> [Data items]:
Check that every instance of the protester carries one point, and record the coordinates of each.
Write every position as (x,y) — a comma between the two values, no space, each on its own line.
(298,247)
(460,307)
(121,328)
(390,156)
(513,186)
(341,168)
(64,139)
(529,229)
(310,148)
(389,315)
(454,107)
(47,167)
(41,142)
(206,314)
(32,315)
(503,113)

> [TASK DETAILS]: Locate each line in the entries above that contains the word "every" and copy those lines out.

> [TASK OUTPUT]:
Check that every instance of the protester carries one point, and record the coordinates of each.
Write every position as (x,y) — a comma between the two values, no space, each on its own line.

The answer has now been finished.